(Records)
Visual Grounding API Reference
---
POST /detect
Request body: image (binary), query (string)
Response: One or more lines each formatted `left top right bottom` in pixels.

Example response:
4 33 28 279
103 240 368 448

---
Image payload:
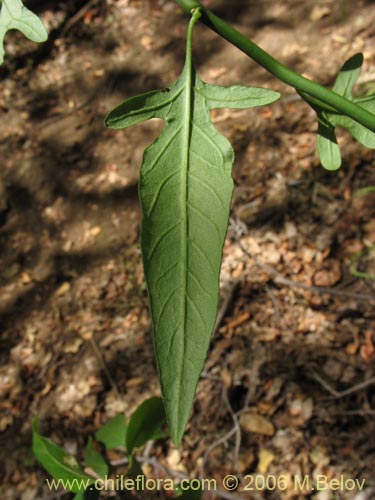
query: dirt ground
0 0 375 500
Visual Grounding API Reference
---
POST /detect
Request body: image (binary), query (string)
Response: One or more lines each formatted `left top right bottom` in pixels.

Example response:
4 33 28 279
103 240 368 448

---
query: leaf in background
73 489 100 500
85 436 108 477
316 113 341 170
33 418 95 493
0 0 48 64
95 414 126 450
308 54 375 170
126 397 168 455
174 481 203 500
126 455 144 481
105 10 279 444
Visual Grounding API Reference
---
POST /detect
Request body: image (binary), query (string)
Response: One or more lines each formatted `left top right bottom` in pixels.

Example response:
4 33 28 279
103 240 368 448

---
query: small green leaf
85 437 108 477
0 0 48 64
126 397 167 455
95 414 126 450
105 9 279 443
73 486 100 500
352 186 375 198
308 54 375 170
316 117 341 170
33 417 95 493
328 95 375 149
332 53 363 99
175 480 203 500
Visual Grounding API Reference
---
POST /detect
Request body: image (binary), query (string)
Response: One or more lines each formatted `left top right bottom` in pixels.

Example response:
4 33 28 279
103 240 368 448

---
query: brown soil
0 0 375 500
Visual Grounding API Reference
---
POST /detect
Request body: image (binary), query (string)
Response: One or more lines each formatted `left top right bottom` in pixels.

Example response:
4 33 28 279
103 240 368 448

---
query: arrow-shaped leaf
105 10 279 443
33 418 95 493
0 0 48 64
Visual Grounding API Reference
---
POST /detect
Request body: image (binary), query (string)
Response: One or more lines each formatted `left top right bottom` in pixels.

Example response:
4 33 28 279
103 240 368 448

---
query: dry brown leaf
240 412 275 436
55 281 70 297
257 448 275 474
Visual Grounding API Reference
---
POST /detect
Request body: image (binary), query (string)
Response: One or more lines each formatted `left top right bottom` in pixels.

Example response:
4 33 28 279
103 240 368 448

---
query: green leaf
126 397 167 455
312 54 375 170
105 10 279 443
332 53 363 99
85 437 108 477
73 486 100 500
0 0 48 64
316 115 341 170
175 479 203 500
33 417 95 493
95 414 126 450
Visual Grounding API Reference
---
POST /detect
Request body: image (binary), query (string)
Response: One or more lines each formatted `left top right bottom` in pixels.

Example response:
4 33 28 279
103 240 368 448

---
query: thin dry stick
214 280 240 332
223 384 241 465
89 335 121 399
238 235 375 301
199 427 237 479
312 372 375 399
61 0 98 37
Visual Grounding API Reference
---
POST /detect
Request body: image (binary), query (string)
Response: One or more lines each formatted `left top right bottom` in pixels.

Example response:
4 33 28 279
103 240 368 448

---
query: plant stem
175 0 375 132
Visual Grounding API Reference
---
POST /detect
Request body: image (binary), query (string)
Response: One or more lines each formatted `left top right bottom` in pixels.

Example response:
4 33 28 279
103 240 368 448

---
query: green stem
176 0 375 132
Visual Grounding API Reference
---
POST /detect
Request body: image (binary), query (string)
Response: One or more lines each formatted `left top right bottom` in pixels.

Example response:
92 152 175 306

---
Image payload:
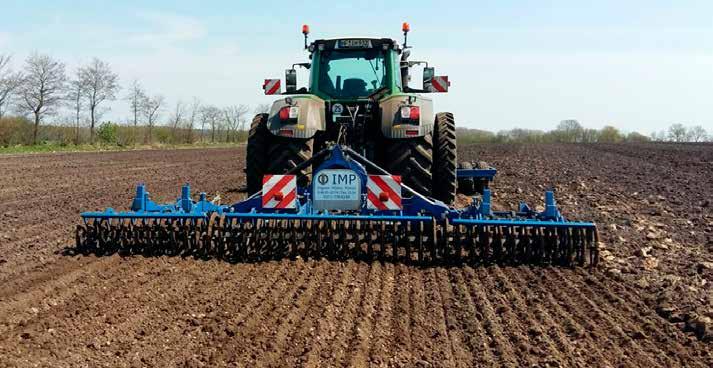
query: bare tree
0 54 22 119
186 97 202 143
554 119 584 143
126 79 146 128
66 70 84 144
141 95 165 143
223 105 250 142
201 106 223 143
688 125 708 142
668 124 687 142
171 100 186 143
79 58 119 142
19 54 66 144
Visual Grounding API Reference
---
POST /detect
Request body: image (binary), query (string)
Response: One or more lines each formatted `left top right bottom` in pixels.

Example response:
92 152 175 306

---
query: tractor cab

What to produce: State how many lines in the items above contain the string "leaf". Give only the number.

Solution for this task: 5